| Work to be completed |
Edit the entries below so that every "camera-trap tally" becomes "harbor survey count", with everything else left unchanged, and leave the pictures out of your answer.

| Material shown |
====================
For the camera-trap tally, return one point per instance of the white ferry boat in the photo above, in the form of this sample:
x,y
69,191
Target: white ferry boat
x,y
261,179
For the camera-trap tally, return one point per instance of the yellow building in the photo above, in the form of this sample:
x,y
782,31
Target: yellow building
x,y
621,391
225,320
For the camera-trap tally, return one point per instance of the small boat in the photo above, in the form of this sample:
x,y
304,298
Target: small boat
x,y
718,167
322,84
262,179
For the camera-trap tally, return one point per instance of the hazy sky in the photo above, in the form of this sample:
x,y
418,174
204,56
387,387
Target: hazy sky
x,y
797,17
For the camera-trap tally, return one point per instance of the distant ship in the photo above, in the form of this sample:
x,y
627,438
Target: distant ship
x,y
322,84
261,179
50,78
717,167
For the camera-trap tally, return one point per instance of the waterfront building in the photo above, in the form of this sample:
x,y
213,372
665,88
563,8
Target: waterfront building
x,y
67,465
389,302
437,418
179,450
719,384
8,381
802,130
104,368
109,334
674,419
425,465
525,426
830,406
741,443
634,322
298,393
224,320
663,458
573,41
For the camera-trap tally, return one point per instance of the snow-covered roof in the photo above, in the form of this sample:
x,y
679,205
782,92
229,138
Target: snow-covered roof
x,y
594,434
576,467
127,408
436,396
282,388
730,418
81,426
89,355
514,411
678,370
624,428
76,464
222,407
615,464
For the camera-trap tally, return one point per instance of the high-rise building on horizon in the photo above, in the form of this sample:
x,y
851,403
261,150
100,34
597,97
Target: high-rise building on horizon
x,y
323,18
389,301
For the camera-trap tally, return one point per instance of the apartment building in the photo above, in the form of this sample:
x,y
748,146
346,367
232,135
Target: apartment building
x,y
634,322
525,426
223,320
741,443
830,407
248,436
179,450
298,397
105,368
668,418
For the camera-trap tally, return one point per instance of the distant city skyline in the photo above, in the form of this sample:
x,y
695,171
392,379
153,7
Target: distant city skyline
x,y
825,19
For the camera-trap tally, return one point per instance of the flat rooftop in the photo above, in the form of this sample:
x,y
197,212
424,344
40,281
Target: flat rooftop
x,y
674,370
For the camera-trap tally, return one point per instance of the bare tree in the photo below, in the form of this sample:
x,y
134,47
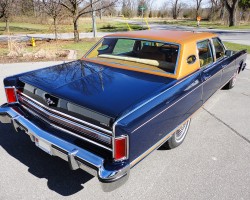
====================
| Response to this exercise |
For the harbor survey count, return one point per instance of the white ferry boat in the photo above, in the form of this sample:
x,y
69,191
Target: white ferry boat
x,y
261,179
For the harbor survey count, return one point per instance of the yellow building in the photo above, in the form of this sample:
x,y
782,31
Target: yellow building
x,y
621,391
225,320
For the harbor survey count, return one point per instance of the small boat in the photo above, in the form of this sample:
x,y
304,298
Target: small boat
x,y
718,167
322,84
262,179
For the harbor survey count, return one point per instance of the hazy sky in the photo above, in the form of this sample:
x,y
418,174
204,56
387,387
Target: hazy sky
x,y
797,17
For the harbor survey count, return one point per instance of the distant ship in the photo above, in the form of this sample:
x,y
627,438
Target: distant ship
x,y
322,84
261,179
50,78
717,167
For the harbor survey count, return one point per instance of the waterfront building in the photo above, in the form of this sample:
x,y
213,372
665,88
563,8
Target: waterfront building
x,y
67,465
389,302
437,418
179,450
719,384
8,381
802,130
104,368
109,334
674,419
425,465
525,426
830,406
741,443
634,322
298,393
224,320
663,458
573,41
For the harbor survey count, return one point per instance of the snow-covered roof in the photo above, in the form of this sample:
x,y
679,205
782,92
229,138
Target: snow-covered roof
x,y
594,434
576,467
127,408
436,396
282,388
730,418
81,426
89,355
514,411
678,370
624,428
76,464
222,407
615,464
For the harbor survey count, return one point per instance of the high-rise building on horizon in the photo above, in the form of this sample:
x,y
851,403
261,150
100,34
597,97
Target: high-rise building on horizon
x,y
323,18
389,301
For the harbor survey count, return one point per instance of the apartment building in the photo above, in the form of this sample:
x,y
748,146
346,367
232,135
Target: apartment building
x,y
634,322
525,426
223,320
741,443
830,407
248,436
179,450
298,397
105,368
668,418
For the harbor survey count, return one point per instance of the distant city skyline in the photo above, in the form of this sample:
x,y
695,171
392,379
153,7
Target: distant city skyline
x,y
825,19
For the harbor survey count, return one point per instance of the flat rooftop in the photo above, in the form of this sample:
x,y
197,212
424,344
40,281
Target: flat rooftop
x,y
674,370
For the harbor survey count, return one point per instance of the bare tree in the photo below, in the form of this sample:
x,y
134,47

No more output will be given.